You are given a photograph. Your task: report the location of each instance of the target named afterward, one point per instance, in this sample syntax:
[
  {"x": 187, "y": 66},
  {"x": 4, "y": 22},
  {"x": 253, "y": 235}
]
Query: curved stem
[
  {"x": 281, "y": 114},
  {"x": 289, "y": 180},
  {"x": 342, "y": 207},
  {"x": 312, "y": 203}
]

---+---

Problem description: Reproduce all the rows above, putting "bent stem" in place of "curved stem" and keeping everything else the same.

Solution for this exercise:
You are given a photograph. Your task: report the location of each instance of the target named afterward, one point per instance, in this sample syntax:
[
  {"x": 187, "y": 66},
  {"x": 4, "y": 22},
  {"x": 253, "y": 235}
]
Query: bent stem
[
  {"x": 281, "y": 114},
  {"x": 289, "y": 180},
  {"x": 342, "y": 207},
  {"x": 312, "y": 203}
]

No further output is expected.